* **Aufgaben**
a - Welchen Befehl soll man laut dem Forumsthread im Verzeichnis /usr/src/linux ausführen, bevor devfs aktiviert wird?
b - Gib aus dem Forumsthread alles von „Kernel panic: No“ bis hinunter zu „als modul) ?“ wörtlich wieder.
======== Zitierter Auszug
Nach dem Complieren und eintragen bei Grub , giebt er mir beim laden des Kernels (nach restart) folgenden Text (abschrift): 

ds: no socket drivers loaded! 

VFS: Mounted root (ext2 filesystem) readonly 

mount_devfs_fs(): unable to mount devfs,err: -2 

Freeing unused Kernel memory: 100k free 

Warning: Unable to open an initial console. 

Kernel panic: No init found. Try passing init=option to kernel 

Weiß jemand Rat? Habe mich an die Installations Anleitung gehalten , und hatte nie Fehler gehabt! 

MFG 

Nils Hasenbanck

----------

## koba

hat der kernel reiserfs support (nicht als modul) ?

gruss koba

----------

## Arbaal

Jo , hat er.

----------

## koba

hast du bei "kernel /boot/bzImage" "root=/dev/hda5" übergeben

hast du devfs support im kernel

im zweifelsfall einfach noch mal von der gentoo cd booten,

mkdir /mnt/gentoo

mount /dev/hda5 /mnt/gentoo

mount /dev/hda3 /mnt/gentoo/boot

mount -o bind /proc/ /mnt/gentoo/proc

chroot /mnt/gentoo/ /bin/bash

cd /usr/src/linux

make menuconfig

devfs aktivieren

den kernel nochmal bauen, 

kernel nach /boot kopieren

und checken obs dann klappt

sauber unmounten nicht vergessen

gruss koba

----------

## hopfe

 *Arbaal wrote:*   

> 
> 
> ds: no socket drivers loaded! 
> 
> VFS: Mounted root (ext2 filesystem) readonly 
> ...

 

hast du devfs_support im Kernel aktiviert, und wie sehen deine Einstellungen für grub aus ?

----------

## Arbaal

wer mal kurz alles machen und bin in 20 min wieder da

----------
================
======== Extrahierte Daten
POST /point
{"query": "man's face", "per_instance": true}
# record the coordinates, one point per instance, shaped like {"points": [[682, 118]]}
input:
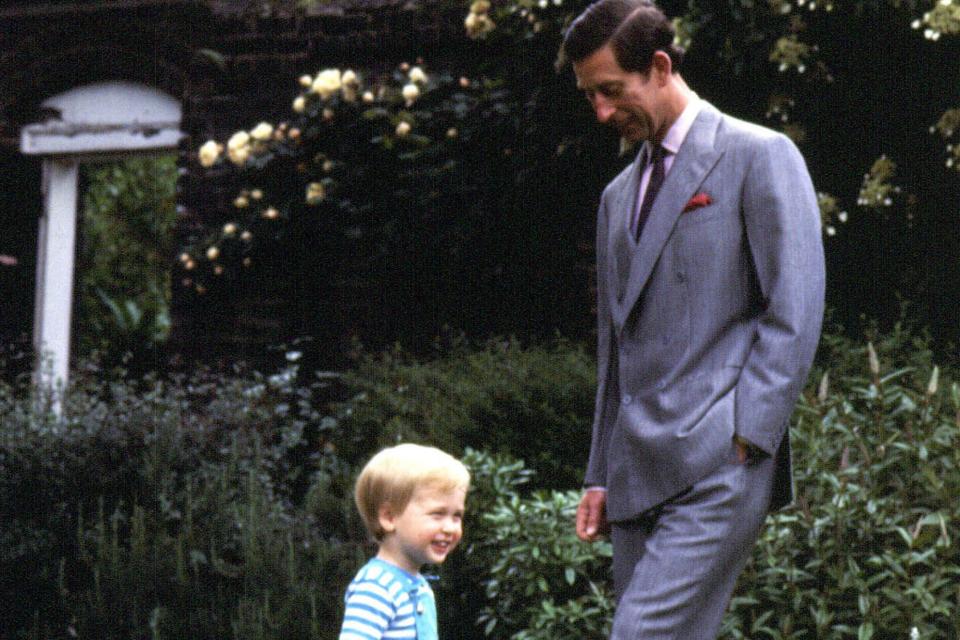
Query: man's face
{"points": [[625, 100]]}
================
* **Lösungen**
a - make menuconfig

b -
Kernel panic: No init found. Try passing init=option to kernel 

Weiß jemand Rat? Habe mich an die Installations Anleitung gehalten , und hatte nie Fehler gehabt! 

MFG 

Nils Hasenbanck

----------

## koba

hat der kernel reiserfs support (nicht als modul) ?